*The task*: Reproduce the listing below verbatim from its first line through the line containing "(1307, 482)", both included.

*Extracted records*:
=-=-=

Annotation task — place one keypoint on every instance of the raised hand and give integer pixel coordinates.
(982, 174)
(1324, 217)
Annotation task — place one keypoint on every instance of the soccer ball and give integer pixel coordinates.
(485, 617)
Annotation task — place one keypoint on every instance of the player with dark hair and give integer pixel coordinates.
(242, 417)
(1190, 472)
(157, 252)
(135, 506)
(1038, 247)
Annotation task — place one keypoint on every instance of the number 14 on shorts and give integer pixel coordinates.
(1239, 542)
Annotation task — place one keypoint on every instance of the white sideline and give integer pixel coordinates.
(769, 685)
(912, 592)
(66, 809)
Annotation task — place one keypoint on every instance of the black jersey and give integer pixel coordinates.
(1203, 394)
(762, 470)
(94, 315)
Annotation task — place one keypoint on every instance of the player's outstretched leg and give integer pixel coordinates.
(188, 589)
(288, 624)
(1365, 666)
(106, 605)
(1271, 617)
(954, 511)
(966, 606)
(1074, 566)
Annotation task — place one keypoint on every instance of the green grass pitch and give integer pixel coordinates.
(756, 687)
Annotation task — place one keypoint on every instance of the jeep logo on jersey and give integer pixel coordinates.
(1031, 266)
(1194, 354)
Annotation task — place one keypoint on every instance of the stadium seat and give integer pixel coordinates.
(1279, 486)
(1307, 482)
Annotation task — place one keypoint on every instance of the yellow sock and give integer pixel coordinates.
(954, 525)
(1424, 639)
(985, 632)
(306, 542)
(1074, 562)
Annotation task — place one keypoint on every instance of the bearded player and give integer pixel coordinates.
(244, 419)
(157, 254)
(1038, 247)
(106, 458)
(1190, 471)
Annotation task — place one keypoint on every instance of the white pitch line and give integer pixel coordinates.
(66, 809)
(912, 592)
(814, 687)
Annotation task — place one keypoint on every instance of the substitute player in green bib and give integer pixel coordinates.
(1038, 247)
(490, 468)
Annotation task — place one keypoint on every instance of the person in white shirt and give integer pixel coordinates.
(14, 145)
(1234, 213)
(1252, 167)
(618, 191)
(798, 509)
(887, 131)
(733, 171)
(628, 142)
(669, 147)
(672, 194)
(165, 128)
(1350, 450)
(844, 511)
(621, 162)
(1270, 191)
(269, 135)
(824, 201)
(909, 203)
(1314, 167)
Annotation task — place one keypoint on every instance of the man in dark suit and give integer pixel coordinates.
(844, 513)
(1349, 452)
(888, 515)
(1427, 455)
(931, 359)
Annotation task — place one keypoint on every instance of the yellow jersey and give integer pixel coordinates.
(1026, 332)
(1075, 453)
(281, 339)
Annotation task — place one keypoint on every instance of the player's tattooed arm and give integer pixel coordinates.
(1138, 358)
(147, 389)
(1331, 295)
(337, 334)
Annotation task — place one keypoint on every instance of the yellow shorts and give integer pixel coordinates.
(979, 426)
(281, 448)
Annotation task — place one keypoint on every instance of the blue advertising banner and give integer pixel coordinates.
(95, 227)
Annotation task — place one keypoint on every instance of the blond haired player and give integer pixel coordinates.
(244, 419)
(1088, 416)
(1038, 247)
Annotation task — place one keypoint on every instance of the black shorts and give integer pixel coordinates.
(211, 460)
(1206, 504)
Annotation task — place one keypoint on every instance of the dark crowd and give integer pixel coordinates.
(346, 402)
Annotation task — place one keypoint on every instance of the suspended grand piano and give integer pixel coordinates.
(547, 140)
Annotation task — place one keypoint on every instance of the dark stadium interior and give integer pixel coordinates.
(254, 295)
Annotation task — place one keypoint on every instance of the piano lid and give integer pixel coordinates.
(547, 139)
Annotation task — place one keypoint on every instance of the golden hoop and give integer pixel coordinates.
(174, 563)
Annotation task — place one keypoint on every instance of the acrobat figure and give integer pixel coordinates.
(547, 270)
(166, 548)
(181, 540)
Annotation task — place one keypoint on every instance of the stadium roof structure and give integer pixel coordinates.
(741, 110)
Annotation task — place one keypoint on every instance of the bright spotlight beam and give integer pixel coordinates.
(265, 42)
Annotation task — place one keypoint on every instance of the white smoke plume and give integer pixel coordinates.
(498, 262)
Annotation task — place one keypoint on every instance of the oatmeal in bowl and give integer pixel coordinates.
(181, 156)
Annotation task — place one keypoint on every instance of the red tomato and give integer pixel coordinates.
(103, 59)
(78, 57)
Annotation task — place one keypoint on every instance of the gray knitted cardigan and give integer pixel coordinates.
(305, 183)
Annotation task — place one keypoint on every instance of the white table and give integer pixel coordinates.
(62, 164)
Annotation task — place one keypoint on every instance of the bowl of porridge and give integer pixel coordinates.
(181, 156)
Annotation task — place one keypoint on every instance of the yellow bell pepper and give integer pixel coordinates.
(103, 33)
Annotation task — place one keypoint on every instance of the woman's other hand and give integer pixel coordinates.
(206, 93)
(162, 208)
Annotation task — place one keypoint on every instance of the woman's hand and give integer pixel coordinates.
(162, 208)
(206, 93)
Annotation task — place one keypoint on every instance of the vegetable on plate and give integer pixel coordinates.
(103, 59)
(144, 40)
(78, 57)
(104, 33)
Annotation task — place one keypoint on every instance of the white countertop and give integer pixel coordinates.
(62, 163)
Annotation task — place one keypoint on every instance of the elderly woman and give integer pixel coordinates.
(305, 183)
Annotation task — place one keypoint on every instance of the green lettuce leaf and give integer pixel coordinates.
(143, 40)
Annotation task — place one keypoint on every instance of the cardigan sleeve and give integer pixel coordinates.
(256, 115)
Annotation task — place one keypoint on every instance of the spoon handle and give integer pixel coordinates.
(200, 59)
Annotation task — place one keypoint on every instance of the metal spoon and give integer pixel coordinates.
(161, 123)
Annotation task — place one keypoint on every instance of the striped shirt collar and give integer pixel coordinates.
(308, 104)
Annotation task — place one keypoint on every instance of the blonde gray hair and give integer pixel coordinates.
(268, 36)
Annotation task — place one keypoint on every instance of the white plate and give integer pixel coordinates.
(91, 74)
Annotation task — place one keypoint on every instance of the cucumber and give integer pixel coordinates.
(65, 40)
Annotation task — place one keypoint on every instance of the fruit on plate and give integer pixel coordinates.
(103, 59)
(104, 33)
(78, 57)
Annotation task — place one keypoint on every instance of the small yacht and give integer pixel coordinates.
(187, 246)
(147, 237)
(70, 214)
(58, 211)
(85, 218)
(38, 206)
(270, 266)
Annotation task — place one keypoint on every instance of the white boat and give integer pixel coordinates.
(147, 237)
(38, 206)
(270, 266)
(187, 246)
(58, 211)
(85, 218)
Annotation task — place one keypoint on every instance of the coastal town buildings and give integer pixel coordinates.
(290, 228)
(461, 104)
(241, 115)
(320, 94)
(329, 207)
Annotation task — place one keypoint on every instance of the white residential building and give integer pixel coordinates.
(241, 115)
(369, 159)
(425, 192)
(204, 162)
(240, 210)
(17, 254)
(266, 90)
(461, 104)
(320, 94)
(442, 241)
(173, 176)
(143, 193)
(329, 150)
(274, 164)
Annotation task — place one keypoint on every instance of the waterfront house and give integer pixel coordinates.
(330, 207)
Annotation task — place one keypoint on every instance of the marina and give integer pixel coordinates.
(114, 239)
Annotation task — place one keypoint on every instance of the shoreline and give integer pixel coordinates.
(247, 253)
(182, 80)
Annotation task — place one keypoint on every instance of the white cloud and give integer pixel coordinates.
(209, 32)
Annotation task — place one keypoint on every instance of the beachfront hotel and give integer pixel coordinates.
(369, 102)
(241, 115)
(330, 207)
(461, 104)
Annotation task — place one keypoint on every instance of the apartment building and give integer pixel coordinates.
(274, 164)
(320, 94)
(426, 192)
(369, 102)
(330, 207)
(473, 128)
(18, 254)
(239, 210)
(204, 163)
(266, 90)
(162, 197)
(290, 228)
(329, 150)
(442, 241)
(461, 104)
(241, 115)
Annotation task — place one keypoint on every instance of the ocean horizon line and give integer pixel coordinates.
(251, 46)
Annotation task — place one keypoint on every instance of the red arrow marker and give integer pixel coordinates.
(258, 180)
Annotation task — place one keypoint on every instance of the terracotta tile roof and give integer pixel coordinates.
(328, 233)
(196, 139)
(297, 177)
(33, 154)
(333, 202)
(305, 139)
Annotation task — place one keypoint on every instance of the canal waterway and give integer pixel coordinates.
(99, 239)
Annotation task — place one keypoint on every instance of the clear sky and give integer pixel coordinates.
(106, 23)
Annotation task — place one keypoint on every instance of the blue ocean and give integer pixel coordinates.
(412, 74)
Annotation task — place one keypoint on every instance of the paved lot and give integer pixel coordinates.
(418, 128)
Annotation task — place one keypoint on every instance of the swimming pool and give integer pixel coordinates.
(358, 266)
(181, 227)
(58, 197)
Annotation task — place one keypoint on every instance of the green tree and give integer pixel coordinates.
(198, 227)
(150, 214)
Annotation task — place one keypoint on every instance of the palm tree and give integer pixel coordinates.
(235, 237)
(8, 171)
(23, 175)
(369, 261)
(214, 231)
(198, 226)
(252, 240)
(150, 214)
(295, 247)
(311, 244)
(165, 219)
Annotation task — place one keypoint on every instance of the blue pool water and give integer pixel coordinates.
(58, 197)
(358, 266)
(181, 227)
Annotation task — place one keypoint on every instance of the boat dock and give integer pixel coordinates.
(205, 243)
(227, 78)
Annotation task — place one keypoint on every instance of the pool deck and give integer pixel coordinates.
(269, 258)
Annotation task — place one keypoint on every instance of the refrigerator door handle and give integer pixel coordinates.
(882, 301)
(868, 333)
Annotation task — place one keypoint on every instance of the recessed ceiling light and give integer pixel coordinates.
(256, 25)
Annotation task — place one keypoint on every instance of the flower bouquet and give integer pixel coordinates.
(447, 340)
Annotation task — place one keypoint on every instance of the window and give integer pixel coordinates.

=-=-=

*Exercise solution*:
Annotation task — place one keypoint on every instance of the raised hand and give integer pixel coordinates.
(982, 174)
(1324, 217)
Annotation task — place one keypoint on every instance of the soccer ball and give integer pixel coordinates.
(485, 617)
Annotation task — place one keypoint on every instance of the player with dark hair and give integer pixel coordinates.
(242, 417)
(1190, 472)
(157, 252)
(135, 506)
(1038, 247)
Annotation task — place one keypoint on every instance of the number 14 on shorts and give integer pixel coordinates.
(1239, 542)
Annotation task — place one keypoint on every instance of the white sideline and give integer pixel coordinates.
(769, 685)
(912, 592)
(66, 809)
Annotation task — place one keypoint on every instance of the black jersey and give integer pixel coordinates.
(1203, 394)
(762, 470)
(94, 315)
Annotation task — place one keypoint on every instance of the player's outstretched leg and give integer pixel coordinates.
(188, 589)
(288, 624)
(1365, 666)
(106, 605)
(1271, 617)
(954, 511)
(966, 606)
(1074, 566)
Annotation task — place one keypoint on every instance of the green grass pitch and give integer pixel coordinates.
(756, 687)
Annotation task — place one keypoint on every instance of the jeep logo on jersey and give integer pixel coordinates.
(1031, 266)
(1194, 354)
Annotation task — place one keypoint on every instance of the stadium seat and give integer pixel coordinates.
(1279, 486)
(1307, 482)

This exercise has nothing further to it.